(Stored data)
---------------

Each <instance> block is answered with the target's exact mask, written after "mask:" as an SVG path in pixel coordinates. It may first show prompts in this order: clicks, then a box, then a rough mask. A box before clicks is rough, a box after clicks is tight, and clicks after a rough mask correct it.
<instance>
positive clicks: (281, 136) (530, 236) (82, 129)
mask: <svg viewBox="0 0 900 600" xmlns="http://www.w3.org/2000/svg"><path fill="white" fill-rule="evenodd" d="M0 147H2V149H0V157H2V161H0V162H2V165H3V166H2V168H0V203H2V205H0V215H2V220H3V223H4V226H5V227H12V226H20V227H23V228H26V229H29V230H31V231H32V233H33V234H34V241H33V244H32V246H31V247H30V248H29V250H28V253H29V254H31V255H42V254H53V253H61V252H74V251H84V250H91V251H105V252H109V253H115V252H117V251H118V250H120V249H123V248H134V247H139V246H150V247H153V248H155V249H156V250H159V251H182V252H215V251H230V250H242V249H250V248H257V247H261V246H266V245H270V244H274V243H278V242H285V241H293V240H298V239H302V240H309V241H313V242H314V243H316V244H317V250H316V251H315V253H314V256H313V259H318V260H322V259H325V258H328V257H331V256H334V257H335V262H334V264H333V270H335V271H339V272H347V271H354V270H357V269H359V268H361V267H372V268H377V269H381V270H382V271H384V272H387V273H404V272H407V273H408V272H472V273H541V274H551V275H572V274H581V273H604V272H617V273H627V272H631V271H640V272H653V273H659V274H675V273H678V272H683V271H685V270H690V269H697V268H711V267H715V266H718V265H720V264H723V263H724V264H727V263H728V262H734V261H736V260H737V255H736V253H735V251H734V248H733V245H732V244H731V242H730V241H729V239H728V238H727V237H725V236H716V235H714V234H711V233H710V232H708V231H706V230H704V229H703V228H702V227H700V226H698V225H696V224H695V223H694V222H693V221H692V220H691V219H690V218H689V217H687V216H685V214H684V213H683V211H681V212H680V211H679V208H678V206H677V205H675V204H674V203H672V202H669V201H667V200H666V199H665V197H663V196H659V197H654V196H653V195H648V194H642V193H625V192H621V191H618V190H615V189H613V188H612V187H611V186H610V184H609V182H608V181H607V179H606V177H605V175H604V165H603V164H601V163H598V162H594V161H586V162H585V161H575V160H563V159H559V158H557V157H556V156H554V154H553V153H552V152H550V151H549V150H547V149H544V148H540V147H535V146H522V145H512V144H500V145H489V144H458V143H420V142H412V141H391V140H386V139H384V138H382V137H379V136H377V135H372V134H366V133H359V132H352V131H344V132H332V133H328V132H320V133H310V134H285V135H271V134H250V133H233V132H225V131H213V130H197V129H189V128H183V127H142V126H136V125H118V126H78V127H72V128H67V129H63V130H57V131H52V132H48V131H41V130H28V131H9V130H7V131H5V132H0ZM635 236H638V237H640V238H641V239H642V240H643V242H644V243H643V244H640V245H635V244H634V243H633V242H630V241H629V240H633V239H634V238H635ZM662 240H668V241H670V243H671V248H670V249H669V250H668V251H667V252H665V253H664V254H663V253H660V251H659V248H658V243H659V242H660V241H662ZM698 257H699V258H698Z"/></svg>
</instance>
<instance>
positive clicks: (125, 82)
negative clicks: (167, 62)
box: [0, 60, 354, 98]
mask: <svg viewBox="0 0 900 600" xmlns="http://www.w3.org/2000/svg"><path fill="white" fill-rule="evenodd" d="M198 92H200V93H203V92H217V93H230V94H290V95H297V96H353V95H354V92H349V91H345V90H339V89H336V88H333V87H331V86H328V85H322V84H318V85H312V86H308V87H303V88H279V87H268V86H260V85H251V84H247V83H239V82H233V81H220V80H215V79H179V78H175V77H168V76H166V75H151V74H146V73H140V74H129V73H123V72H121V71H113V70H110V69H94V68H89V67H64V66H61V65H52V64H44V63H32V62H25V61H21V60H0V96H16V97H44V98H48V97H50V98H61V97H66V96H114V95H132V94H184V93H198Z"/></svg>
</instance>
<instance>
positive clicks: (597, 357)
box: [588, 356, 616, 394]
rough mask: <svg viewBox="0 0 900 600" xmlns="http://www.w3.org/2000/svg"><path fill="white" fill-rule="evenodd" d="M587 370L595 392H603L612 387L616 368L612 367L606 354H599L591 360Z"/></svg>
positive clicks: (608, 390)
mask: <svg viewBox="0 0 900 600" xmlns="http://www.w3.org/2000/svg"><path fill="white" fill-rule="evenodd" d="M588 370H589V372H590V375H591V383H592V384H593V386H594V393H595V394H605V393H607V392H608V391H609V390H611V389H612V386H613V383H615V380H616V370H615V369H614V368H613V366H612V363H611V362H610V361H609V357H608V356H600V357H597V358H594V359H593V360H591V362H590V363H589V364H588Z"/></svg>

---------------

All of the records need to be transcribed exactly.

Each <instance> block is answered with the target's exact mask, written after "mask:" as an SVG path in pixel coordinates. It may first show prompts in this order: clicks, then a box, then a rough mask. A box before clicks is rough, a box after clicks is tight, and clicks after a rough mask correct it.
<instance>
positive clicks: (281, 136) (530, 236) (82, 129)
mask: <svg viewBox="0 0 900 600" xmlns="http://www.w3.org/2000/svg"><path fill="white" fill-rule="evenodd" d="M0 147H2V149H0V157H2V161H0V162H2V165H3V166H2V168H0V203H2V205H0V215H2V220H3V223H4V226H5V227H12V226H20V227H23V228H26V229H29V230H31V231H32V233H33V234H34V241H33V244H32V246H31V247H30V248H29V250H28V253H29V254H31V255H42V254H53V253H61V252H74V251H84V250H91V251H105V252H109V253H115V252H117V251H118V250H120V249H123V248H134V247H139V246H150V247H153V248H155V249H156V250H159V251H182V252H215V251H230V250H242V249H250V248H257V247H261V246H266V245H270V244H274V243H278V242H285V241H293V240H298V239H302V240H309V241H313V242H314V243H316V244H317V250H316V251H315V253H314V256H313V259H318V260H322V259H325V258H328V257H331V256H334V257H335V262H334V264H333V270H335V271H339V272H347V271H354V270H357V269H359V268H361V267H372V268H377V269H381V270H382V271H384V272H387V273H404V272H407V273H408V272H472V273H541V274H551V275H572V274H581V273H604V272H617V273H627V272H631V271H640V272H653V273H659V274H675V273H678V272H683V271H685V270H690V269H697V268H711V267H715V266H718V265H720V264H723V263H724V264H727V263H728V262H734V261H736V260H737V255H736V253H735V251H734V248H733V245H732V244H731V242H730V241H729V239H728V238H727V237H725V236H716V235H714V234H711V233H710V232H708V231H706V230H704V229H703V228H702V227H700V226H698V225H696V224H695V223H694V222H693V221H692V220H691V219H690V218H689V217H687V216H685V214H684V213H683V211H681V212H680V211H679V208H678V206H677V205H675V204H674V203H672V202H669V201H667V200H666V199H665V197H663V196H659V197H654V196H653V195H648V194H642V193H625V192H621V191H618V190H615V189H613V188H612V187H611V186H610V184H609V182H608V181H607V179H606V177H605V175H604V165H603V164H601V163H598V162H594V161H586V162H585V161H575V160H563V159H559V158H557V157H556V156H554V154H553V153H552V152H550V151H549V150H547V149H544V148H540V147H535V146H522V145H512V144H500V145H489V144H458V143H420V142H412V141H391V140H386V139H384V138H382V137H379V136H377V135H372V134H366V133H359V132H352V131H344V132H332V133H328V132H320V133H310V134H285V135H271V134H250V133H233V132H225V131H213V130H197V129H189V128H183V127H142V126H136V125H118V126H78V127H72V128H67V129H63V130H57V131H52V132H48V131H41V130H28V131H9V130H7V131H5V132H0ZM635 236H638V237H640V238H641V239H642V240H643V242H644V243H643V244H640V245H635V244H634V243H633V242H630V241H629V240H633V239H634V238H635ZM662 240H668V241H670V243H671V248H670V249H669V250H668V251H667V252H665V253H664V254H663V253H660V251H659V248H658V243H659V242H660V241H662ZM698 257H699V258H698Z"/></svg>
</instance>
<instance>
positive clicks: (125, 82)
negative clicks: (167, 62)
box: [0, 60, 354, 98]
mask: <svg viewBox="0 0 900 600" xmlns="http://www.w3.org/2000/svg"><path fill="white" fill-rule="evenodd" d="M198 92H200V93H203V92H217V93H230V94H290V95H297V96H353V95H354V92H349V91H345V90H339V89H336V88H333V87H331V86H328V85H322V84H318V85H312V86H308V87H303V88H279V87H268V86H260V85H251V84H247V83H239V82H233V81H220V80H215V79H179V78H175V77H168V76H166V75H151V74H146V73H140V74H129V73H123V72H121V71H113V70H110V69H94V68H89V67H64V66H61V65H52V64H44V63H32V62H25V61H21V60H0V96H16V97H44V98H48V97H50V98H61V97H66V96H114V95H132V94H184V93H198Z"/></svg>
</instance>
<instance>
positive clicks: (597, 357)
box: [588, 356, 616, 394]
rough mask: <svg viewBox="0 0 900 600" xmlns="http://www.w3.org/2000/svg"><path fill="white" fill-rule="evenodd" d="M587 370L595 392H603L612 387L616 368L612 367L606 354H599L591 360Z"/></svg>
positive clicks: (608, 390)
mask: <svg viewBox="0 0 900 600" xmlns="http://www.w3.org/2000/svg"><path fill="white" fill-rule="evenodd" d="M588 370H589V372H590V375H591V383H592V384H593V386H594V393H595V394H605V393H607V392H608V391H609V390H611V389H612V386H613V383H615V380H616V370H615V369H614V368H613V366H612V363H611V362H610V361H609V357H608V356H600V357H597V358H594V359H593V360H591V362H590V363H589V364H588Z"/></svg>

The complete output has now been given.